» Given problem
Retype the tail of the data exactly, starting at the line containing "TARGET = blue racing boat" and stopping at the last line.

(Records from a data source)

-----

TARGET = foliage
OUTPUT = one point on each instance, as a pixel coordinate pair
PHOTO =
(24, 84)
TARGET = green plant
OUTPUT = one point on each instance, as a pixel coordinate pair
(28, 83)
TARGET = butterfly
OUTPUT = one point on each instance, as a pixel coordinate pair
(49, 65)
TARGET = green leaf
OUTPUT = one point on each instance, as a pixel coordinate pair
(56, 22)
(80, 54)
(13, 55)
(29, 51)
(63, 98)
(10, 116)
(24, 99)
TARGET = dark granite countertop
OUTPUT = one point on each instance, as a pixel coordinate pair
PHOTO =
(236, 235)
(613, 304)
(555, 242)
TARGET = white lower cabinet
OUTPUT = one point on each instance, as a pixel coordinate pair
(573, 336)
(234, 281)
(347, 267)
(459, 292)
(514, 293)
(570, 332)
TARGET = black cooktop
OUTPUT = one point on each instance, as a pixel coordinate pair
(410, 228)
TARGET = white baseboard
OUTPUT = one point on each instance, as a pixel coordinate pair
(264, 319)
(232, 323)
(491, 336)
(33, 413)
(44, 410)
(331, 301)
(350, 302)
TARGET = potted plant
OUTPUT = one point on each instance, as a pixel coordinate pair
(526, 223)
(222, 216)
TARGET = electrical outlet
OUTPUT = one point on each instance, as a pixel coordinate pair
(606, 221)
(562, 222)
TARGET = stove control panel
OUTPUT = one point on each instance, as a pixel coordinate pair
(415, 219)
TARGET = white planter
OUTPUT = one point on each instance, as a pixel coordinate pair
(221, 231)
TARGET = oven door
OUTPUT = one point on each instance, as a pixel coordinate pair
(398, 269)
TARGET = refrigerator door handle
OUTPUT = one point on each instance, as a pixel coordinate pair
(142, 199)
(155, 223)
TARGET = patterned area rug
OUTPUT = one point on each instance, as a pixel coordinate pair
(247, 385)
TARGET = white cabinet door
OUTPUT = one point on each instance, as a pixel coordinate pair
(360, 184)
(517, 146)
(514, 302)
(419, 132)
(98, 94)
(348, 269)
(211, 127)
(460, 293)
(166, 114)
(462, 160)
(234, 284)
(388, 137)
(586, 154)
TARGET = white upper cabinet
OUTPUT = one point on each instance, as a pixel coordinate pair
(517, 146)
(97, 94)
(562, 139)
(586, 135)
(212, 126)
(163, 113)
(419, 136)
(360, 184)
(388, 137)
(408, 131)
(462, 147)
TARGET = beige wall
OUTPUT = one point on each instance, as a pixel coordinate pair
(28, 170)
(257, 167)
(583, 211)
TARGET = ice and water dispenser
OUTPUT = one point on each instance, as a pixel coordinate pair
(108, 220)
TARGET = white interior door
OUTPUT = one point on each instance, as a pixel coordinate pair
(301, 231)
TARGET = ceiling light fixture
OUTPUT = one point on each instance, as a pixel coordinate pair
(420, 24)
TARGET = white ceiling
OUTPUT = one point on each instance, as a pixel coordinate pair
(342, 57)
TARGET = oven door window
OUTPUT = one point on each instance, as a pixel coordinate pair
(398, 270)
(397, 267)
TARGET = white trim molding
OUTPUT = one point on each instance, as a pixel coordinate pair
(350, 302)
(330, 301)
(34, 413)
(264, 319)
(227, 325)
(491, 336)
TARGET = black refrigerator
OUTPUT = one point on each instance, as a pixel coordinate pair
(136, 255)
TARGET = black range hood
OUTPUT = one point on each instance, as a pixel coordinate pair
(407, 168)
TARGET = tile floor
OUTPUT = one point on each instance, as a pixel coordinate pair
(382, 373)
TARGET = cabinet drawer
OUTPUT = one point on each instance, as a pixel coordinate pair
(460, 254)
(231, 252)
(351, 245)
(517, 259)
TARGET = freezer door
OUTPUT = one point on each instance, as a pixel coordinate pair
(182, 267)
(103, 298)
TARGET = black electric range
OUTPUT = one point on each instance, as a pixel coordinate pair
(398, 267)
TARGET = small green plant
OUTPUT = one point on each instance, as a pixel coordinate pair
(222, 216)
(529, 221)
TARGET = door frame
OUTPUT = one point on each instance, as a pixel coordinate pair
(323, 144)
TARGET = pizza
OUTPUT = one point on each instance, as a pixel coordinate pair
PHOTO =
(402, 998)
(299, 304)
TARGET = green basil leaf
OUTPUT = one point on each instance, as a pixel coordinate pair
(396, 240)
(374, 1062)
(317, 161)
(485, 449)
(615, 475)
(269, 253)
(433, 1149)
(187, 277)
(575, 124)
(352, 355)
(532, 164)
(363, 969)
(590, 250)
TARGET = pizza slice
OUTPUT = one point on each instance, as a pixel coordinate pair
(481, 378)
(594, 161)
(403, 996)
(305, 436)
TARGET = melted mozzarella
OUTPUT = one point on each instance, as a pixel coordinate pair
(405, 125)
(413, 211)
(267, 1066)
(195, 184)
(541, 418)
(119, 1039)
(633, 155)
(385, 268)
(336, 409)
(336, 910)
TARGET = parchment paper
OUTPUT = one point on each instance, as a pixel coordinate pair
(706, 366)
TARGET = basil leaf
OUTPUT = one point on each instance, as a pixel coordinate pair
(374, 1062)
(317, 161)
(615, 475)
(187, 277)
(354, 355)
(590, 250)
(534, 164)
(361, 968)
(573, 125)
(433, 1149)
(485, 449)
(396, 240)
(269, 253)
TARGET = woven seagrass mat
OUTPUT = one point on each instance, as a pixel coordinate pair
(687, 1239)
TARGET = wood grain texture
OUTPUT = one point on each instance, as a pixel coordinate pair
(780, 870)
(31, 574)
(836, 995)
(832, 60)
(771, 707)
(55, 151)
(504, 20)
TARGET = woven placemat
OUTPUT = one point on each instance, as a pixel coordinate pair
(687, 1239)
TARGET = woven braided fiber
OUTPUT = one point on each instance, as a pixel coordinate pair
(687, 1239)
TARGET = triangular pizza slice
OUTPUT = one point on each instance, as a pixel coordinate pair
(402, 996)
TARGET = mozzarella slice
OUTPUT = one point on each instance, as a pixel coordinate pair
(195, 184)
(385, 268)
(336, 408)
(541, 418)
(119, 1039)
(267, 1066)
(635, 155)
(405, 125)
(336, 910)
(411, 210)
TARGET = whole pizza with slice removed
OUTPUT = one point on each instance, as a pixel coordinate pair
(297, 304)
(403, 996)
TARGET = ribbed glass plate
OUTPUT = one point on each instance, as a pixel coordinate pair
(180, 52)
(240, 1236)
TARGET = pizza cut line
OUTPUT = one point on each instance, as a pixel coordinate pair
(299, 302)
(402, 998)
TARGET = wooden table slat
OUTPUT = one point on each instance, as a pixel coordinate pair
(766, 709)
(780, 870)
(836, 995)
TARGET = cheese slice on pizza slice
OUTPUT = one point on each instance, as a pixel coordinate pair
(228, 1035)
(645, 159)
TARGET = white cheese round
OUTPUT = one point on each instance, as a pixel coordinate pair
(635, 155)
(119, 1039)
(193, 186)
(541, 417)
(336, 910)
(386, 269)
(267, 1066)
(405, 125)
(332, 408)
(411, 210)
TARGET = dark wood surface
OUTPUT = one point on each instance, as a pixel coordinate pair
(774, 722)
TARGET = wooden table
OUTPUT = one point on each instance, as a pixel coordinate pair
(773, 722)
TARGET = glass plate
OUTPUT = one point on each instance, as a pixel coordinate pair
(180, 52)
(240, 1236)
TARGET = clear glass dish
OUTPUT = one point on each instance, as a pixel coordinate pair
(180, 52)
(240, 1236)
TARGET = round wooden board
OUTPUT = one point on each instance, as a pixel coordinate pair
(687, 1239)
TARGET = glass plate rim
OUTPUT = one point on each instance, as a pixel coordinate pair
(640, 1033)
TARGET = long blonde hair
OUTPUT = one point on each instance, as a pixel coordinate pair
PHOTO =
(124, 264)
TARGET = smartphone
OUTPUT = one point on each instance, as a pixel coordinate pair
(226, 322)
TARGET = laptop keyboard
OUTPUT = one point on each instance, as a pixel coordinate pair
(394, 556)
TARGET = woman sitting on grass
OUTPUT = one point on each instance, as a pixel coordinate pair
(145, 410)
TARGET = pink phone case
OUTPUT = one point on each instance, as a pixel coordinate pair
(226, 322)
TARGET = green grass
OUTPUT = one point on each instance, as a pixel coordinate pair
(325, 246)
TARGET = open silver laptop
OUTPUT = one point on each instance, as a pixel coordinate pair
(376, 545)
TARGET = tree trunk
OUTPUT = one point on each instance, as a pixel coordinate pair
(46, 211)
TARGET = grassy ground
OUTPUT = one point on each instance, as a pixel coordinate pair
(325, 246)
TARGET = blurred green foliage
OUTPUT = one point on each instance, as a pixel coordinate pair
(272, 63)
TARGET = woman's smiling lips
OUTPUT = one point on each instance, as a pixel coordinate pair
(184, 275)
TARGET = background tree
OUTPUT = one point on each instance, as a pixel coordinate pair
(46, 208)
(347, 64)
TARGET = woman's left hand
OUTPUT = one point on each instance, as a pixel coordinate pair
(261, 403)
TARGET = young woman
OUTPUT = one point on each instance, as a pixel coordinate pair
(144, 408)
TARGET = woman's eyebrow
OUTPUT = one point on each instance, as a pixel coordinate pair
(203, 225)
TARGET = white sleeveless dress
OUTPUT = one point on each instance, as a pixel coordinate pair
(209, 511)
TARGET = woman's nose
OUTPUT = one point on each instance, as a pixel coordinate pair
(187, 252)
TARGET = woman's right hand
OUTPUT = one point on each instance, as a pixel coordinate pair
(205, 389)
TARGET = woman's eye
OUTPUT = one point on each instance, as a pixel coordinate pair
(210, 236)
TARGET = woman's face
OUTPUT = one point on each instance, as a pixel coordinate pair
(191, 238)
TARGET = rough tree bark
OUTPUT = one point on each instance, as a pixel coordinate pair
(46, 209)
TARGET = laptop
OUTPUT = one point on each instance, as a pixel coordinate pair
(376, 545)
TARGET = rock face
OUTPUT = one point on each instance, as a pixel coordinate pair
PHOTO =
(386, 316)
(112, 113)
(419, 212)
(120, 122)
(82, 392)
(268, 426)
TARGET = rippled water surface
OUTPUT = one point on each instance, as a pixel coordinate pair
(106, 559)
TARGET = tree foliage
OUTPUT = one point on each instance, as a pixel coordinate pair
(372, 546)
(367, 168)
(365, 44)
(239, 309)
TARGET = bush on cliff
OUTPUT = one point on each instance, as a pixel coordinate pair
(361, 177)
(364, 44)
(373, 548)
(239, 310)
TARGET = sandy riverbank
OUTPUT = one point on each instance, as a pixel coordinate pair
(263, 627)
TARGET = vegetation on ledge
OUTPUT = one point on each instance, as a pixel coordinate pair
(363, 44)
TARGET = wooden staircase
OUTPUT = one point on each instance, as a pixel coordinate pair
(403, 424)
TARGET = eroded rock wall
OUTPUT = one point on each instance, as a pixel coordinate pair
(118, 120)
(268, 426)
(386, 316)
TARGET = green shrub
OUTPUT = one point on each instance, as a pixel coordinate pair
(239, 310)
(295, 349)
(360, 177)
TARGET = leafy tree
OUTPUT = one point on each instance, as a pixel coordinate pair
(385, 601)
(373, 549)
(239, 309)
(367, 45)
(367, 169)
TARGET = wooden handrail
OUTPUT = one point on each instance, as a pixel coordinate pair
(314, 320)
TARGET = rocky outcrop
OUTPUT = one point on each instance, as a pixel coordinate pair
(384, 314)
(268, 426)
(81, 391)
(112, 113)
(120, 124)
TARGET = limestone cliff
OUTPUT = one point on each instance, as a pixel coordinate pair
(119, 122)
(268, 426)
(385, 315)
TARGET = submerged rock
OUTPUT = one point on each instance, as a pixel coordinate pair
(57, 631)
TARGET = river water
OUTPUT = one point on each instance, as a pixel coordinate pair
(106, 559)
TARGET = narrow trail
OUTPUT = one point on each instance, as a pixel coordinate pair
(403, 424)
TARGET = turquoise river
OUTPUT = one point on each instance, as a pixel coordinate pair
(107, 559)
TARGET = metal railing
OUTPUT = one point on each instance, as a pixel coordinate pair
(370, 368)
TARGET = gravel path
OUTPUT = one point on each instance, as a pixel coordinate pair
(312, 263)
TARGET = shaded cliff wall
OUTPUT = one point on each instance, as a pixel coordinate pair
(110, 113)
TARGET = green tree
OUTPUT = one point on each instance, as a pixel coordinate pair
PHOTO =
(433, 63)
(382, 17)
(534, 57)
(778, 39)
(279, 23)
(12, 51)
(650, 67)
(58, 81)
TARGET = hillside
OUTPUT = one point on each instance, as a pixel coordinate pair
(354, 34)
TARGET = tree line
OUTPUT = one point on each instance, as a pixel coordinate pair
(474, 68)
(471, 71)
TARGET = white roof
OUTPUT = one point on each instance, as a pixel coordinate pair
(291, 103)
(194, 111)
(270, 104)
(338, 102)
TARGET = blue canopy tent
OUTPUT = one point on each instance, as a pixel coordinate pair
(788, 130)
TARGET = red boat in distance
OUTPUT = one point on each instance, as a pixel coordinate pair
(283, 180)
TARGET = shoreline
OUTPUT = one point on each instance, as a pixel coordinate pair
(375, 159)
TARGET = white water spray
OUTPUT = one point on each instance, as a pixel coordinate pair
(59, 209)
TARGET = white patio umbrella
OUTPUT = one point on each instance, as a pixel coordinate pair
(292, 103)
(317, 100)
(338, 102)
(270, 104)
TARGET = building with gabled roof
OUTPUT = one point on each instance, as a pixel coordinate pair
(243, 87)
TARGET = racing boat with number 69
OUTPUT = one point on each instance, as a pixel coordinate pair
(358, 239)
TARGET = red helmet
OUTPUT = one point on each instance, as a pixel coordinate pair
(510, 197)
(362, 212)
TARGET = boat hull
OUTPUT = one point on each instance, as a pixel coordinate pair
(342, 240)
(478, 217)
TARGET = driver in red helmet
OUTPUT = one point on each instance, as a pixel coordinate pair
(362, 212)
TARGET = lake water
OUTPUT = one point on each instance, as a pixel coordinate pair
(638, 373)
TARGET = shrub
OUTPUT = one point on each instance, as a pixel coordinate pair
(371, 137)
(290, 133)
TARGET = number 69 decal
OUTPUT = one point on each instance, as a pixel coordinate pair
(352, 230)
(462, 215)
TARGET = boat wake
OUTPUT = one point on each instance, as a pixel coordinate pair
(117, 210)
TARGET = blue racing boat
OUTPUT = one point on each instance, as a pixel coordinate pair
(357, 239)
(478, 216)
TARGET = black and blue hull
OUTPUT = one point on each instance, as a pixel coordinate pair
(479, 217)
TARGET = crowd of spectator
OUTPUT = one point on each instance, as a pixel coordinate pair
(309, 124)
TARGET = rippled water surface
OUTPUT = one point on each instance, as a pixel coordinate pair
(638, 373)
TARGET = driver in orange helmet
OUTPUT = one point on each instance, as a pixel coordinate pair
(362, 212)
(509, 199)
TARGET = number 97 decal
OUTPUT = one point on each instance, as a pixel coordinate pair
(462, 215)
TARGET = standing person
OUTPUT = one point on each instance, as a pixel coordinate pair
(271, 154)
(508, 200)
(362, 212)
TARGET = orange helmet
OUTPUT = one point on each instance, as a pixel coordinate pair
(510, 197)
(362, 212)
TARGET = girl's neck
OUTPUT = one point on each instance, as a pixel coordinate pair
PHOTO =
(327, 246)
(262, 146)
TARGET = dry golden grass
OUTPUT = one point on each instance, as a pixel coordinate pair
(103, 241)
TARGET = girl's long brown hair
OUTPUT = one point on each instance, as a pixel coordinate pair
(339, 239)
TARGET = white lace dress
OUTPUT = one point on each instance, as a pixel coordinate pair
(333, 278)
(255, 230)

-----

» Result
TARGET = blue racing boat
OUTPUT = one point on each instance, as a pixel coordinate pair
(357, 239)
(478, 216)
TARGET = black and blue hull
OUTPUT = one point on each instance, as a pixel coordinate pair
(479, 217)
TARGET = crowd of spectator
OUTPUT = one point on each instance, as a pixel coordinate pair
(309, 124)
TARGET = rippled water surface
OUTPUT = one point on each instance, as a pixel coordinate pair
(638, 373)
TARGET = driver in orange helmet
OUTPUT = one point on each instance, as a pixel coordinate pair
(362, 212)
(509, 199)
TARGET = number 97 decal
OUTPUT = one point on each instance, as a pixel coordinate pair
(462, 215)
TARGET = standing person
OUTPUT = one point on each instance, as a pixel coordinate pair
(271, 154)
(508, 200)
(362, 212)
TARGET = orange helmet
OUTPUT = one point on each instance, as a pixel coordinate pair
(510, 197)
(362, 212)
TARGET = girl's neck
OUTPUT = one point on each instance, as a pixel coordinate pair
PHOTO =
(327, 246)
(262, 146)
TARGET = dry golden grass
OUTPUT = one point on each instance, as a pixel coordinate pair
(103, 241)
TARGET = girl's long brown hair
OUTPUT = one point on each instance, as a pixel coordinate pair
(339, 239)
TARGET = white lace dress
OUTPUT = one point on each instance, as a pixel coordinate pair
(333, 278)
(255, 230)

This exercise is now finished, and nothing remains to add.